(Entries from a pointing dataset)
>>>>>
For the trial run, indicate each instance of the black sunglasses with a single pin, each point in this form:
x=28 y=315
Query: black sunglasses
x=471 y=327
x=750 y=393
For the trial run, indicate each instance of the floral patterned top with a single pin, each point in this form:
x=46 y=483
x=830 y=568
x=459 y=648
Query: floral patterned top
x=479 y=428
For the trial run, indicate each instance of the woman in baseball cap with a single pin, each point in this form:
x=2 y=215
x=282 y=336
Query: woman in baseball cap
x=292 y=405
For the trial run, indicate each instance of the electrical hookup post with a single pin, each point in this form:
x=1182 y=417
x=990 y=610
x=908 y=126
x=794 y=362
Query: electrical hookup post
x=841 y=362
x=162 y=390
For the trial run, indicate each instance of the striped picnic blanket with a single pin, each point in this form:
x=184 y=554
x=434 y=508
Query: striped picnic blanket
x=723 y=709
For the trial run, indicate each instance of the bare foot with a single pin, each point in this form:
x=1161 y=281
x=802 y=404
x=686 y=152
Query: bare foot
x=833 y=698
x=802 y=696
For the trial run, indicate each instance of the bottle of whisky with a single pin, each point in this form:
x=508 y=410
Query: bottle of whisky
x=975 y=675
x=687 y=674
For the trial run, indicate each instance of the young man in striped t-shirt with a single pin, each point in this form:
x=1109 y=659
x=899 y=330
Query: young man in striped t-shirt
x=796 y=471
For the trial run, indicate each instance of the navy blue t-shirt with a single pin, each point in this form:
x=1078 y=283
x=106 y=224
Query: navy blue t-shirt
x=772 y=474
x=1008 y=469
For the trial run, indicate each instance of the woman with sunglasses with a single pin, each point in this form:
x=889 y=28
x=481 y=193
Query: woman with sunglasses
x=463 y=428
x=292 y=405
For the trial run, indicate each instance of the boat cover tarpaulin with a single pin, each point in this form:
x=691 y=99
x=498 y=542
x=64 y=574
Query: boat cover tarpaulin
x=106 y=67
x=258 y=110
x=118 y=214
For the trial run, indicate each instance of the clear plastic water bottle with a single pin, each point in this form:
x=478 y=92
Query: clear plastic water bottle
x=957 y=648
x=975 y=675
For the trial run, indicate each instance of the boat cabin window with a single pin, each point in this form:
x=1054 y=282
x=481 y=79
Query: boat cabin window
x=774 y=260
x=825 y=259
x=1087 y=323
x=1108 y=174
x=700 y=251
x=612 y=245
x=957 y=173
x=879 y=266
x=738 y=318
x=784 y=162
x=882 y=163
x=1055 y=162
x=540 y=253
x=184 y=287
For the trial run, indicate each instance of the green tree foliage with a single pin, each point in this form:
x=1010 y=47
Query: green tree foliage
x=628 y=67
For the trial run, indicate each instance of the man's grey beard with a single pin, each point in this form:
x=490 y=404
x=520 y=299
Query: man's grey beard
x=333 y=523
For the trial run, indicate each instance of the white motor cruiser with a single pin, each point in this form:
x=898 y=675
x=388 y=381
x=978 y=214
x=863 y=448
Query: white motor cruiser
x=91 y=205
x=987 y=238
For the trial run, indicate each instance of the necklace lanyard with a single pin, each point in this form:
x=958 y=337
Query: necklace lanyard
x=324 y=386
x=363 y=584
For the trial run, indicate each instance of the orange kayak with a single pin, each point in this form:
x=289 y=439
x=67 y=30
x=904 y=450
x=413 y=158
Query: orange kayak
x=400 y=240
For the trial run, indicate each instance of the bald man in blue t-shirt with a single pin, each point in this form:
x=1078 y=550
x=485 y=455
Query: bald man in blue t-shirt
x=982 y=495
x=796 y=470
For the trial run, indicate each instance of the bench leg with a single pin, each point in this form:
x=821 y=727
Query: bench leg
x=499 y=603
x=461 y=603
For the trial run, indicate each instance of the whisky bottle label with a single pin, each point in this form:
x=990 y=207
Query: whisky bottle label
<<<<<
* [To be done] Copy out every line of the records above, word for word, from the first to the last.

* [Written reply]
For the trial run, indicate each instance of the black sunglasses with a single pin, each point in this form:
x=28 y=315
Query: black sunglasses
x=471 y=327
x=750 y=393
For the trial run, indicate each instance of the floral patterned top with a single pin, each point in this form:
x=46 y=483
x=830 y=568
x=459 y=648
Query: floral patterned top
x=479 y=428
For the trial run, indicate each instance of the woman in baseball cap with a single pin, each point in this form:
x=2 y=215
x=282 y=336
Query: woman in baseball cap
x=292 y=405
For the trial run, indicate each instance of the electrical hookup post with a single pin, each point in this form:
x=1182 y=417
x=990 y=610
x=908 y=126
x=794 y=362
Query: electrical hookup post
x=841 y=362
x=162 y=390
For the trial run, indicate each instance of the striped picnic blanket with a single pin, each point in this form:
x=184 y=554
x=434 y=508
Query: striped picnic blanket
x=723 y=709
For the trial run, indicate each instance of the bare foot with a single pin, each point in this form:
x=1161 y=281
x=802 y=404
x=686 y=152
Query: bare foot
x=833 y=698
x=802 y=696
For the trial run, indicate each instance of the bottle of whisky with a single pin, each point in this form:
x=508 y=410
Query: bottle of whisky
x=975 y=675
x=687 y=674
For the trial run, indicate each instance of the young man in striped t-shirt with a single pin, each point in this form:
x=1109 y=659
x=899 y=330
Query: young man in striped t-shirt
x=796 y=471
For the trial run, indicate each instance of the navy blue t-shirt with a single pin, each point in this form:
x=1078 y=283
x=106 y=224
Query: navy blue t-shirt
x=772 y=474
x=1008 y=469
For the trial run, indicate each instance of the woman with sunglasses with a single pin, each point in this form:
x=889 y=28
x=481 y=193
Query: woman with sunglasses
x=463 y=428
x=292 y=405
For the trial run, indicate each instance of the boat cover tarpaulin with a single pin, each point in this form:
x=691 y=99
x=498 y=542
x=64 y=574
Query: boat cover tarpaulin
x=106 y=67
x=258 y=110
x=118 y=214
For the trial run, indicate each instance of the clear plastic water bottle with a single pin, each point in this form:
x=478 y=92
Query: clear plastic water bottle
x=957 y=648
x=975 y=675
For the trial run, indicate each instance of the boat cabin window with a single pin, each point in this form:
x=1054 y=282
x=481 y=79
Query: boat cabin window
x=774 y=260
x=825 y=259
x=1087 y=323
x=1108 y=174
x=700 y=251
x=612 y=245
x=957 y=173
x=879 y=266
x=738 y=318
x=784 y=162
x=882 y=163
x=1055 y=162
x=540 y=253
x=184 y=287
For the trial run, indicate each instance of the green tree foliage with a single pin, each point in this form:
x=1010 y=47
Query: green tree foliage
x=628 y=67
For the trial run, indicate each instance of the man's grey beard with a single pin, each point in this form:
x=490 y=404
x=520 y=299
Query: man's grey beard
x=333 y=523
For the trial run, indicate each instance of the white motor cruiser with a single pin, each point in this form:
x=898 y=675
x=388 y=381
x=978 y=214
x=863 y=448
Query: white motor cruiser
x=91 y=205
x=987 y=238
For the trial run, indicate each instance of the necklace lanyard with a single pin, each point in this form:
x=958 y=337
Query: necklace lanyard
x=324 y=386
x=363 y=584
For the trial run, indicate each instance of the orange kayak with a single pin, each point in this form:
x=289 y=439
x=67 y=30
x=904 y=450
x=413 y=158
Query: orange kayak
x=400 y=240
For the trial run, indicate each instance of the bald man in blue t-shirt with a single pin, each point in this form:
x=1078 y=550
x=485 y=455
Query: bald man in blue t-shirt
x=982 y=495
x=796 y=470
For the trial run, indicate each instance of the bench leg with a single pin, each point in this form:
x=821 y=727
Query: bench leg
x=499 y=603
x=461 y=603
For the trial run, indicate each instance of the whisky bottle label with a single pin, each point in this form:
x=990 y=207
Query: whisky bottle label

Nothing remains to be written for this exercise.